Aim = Print only the line with "For the evaluation set, locate every instance of the black and" and the lines after it, ending with the last line of the material, each exactly as it stands.

Task inputs =
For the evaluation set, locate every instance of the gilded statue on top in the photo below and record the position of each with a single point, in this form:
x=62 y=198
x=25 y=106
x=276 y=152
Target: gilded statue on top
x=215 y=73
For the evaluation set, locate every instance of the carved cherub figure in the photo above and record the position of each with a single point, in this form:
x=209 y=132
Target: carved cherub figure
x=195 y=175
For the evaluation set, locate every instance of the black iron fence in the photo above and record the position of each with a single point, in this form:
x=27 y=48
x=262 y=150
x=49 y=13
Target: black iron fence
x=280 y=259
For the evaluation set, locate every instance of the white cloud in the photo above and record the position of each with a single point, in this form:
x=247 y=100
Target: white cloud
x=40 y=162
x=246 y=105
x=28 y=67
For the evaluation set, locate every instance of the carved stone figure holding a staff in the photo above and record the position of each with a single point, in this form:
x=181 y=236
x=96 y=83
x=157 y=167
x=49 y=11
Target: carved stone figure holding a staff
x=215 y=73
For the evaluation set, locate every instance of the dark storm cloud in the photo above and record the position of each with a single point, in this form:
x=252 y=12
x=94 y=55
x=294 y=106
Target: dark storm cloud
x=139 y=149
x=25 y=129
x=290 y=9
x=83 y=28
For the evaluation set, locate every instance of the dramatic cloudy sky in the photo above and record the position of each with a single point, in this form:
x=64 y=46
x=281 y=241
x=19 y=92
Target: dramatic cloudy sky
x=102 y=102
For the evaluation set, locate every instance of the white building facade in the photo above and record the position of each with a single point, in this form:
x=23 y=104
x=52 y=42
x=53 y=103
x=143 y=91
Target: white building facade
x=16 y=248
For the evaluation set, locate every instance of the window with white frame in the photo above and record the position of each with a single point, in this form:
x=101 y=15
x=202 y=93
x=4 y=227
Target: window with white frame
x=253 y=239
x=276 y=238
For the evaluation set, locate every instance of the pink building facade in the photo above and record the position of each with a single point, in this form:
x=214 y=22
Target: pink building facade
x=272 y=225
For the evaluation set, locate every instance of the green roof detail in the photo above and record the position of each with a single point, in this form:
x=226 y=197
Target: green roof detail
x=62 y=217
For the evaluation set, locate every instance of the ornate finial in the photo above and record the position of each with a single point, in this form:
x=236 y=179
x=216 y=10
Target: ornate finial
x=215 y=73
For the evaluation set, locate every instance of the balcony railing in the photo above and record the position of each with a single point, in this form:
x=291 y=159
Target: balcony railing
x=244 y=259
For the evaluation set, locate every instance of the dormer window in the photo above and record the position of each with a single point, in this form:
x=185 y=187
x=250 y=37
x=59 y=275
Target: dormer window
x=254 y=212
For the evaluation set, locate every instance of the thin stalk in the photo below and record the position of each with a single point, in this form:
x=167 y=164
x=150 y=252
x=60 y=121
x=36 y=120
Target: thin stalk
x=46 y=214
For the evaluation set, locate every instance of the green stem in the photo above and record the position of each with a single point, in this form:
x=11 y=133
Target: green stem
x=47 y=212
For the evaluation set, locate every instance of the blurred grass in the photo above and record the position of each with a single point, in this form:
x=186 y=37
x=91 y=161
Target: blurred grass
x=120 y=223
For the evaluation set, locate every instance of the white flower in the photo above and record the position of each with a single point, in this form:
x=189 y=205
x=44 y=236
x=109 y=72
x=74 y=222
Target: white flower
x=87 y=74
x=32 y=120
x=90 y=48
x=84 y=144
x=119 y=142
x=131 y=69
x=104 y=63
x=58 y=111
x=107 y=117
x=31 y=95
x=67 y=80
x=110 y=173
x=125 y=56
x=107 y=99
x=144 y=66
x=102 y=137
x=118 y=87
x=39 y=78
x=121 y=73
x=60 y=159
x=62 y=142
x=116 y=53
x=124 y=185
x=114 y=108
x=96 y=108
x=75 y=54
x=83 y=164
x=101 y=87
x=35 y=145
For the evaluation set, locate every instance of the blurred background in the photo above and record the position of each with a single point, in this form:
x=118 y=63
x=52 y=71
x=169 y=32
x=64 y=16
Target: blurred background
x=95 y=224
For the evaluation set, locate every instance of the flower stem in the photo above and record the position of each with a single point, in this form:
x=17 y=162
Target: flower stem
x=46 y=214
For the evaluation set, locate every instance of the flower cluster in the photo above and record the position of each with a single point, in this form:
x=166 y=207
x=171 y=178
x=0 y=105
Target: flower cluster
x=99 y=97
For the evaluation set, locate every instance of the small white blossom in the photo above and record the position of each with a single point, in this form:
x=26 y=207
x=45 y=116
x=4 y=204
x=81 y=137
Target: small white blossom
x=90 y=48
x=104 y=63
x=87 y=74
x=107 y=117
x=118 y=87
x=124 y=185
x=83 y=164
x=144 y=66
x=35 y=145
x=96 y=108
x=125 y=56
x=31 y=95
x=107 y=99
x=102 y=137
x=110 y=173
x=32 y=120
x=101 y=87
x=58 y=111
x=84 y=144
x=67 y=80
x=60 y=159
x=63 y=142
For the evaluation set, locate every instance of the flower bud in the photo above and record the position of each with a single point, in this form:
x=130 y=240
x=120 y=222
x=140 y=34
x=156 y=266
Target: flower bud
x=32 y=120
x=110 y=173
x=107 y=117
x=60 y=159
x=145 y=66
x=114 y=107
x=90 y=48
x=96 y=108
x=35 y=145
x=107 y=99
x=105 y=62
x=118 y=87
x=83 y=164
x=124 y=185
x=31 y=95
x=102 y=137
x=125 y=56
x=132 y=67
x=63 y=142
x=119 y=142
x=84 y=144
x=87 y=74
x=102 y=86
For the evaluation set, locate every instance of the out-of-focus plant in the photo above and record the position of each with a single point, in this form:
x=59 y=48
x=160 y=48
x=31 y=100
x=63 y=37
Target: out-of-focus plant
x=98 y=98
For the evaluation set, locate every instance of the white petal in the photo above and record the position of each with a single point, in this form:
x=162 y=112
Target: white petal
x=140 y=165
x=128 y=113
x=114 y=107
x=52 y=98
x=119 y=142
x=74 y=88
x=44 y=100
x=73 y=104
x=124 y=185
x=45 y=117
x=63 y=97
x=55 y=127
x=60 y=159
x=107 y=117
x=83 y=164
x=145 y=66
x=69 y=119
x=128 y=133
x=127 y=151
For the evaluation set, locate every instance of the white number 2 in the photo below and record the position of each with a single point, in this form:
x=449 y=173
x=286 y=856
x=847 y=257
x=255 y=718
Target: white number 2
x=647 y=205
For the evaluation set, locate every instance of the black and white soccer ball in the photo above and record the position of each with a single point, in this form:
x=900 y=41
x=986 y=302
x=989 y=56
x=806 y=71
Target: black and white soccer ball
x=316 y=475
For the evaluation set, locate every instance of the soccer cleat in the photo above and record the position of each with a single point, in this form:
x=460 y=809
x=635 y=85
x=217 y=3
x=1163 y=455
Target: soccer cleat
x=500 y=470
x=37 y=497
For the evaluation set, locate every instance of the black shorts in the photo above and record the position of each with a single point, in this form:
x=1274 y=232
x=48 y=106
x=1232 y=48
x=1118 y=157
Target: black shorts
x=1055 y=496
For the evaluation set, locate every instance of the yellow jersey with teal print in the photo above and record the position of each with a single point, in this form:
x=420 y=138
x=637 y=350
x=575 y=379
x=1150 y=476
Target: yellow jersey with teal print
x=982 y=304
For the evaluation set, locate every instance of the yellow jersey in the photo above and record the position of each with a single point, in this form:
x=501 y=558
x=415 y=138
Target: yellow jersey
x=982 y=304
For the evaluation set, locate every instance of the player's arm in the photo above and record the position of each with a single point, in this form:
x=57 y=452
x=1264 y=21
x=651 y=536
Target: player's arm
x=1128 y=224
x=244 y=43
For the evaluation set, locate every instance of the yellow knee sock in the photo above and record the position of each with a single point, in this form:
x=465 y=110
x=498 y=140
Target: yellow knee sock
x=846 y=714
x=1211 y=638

Response =
For the evaluation set, locate every instance of the black and white soccer ball in the photo above and record the position of each with a single point, in this form:
x=900 y=41
x=986 y=302
x=989 y=56
x=806 y=71
Target: black and white soccer ball
x=316 y=475
For the evaluation set, locate every instance of the soccer cleat in the photo above and record the position of each with a single point, in this form:
x=460 y=809
x=635 y=85
x=217 y=3
x=1163 y=455
Target: soccer cleat
x=500 y=470
x=37 y=497
For the evaluation set, locate every instance of the black shorts in the photo above and record the position of each with a single point, in this form:
x=1274 y=232
x=48 y=106
x=1232 y=48
x=1118 y=157
Target: black shorts
x=1055 y=496
For the evaluation set, locate every instance of the yellow jersey with teal print in the photo above and record the position of each with a single point, in this form:
x=420 y=138
x=637 y=350
x=575 y=379
x=1150 y=476
Target: yellow jersey with teal print
x=982 y=304
For the evaluation set, locate every instance of the yellow jersey in the photo above and record the position of each with a single point, in this form:
x=501 y=558
x=415 y=138
Target: yellow jersey
x=982 y=304
For the evaluation set, locate every instance of the player's arm in the photo above and record the position of each with a single point, in this form:
x=57 y=452
x=1264 y=21
x=651 y=536
Target: player's arm
x=1128 y=224
x=244 y=43
For the evaluation set, locate every instance of the yellow knee sock in the photo above and record the position of each with a single point, in this form:
x=465 y=110
x=498 y=140
Target: yellow knee sock
x=846 y=714
x=1211 y=638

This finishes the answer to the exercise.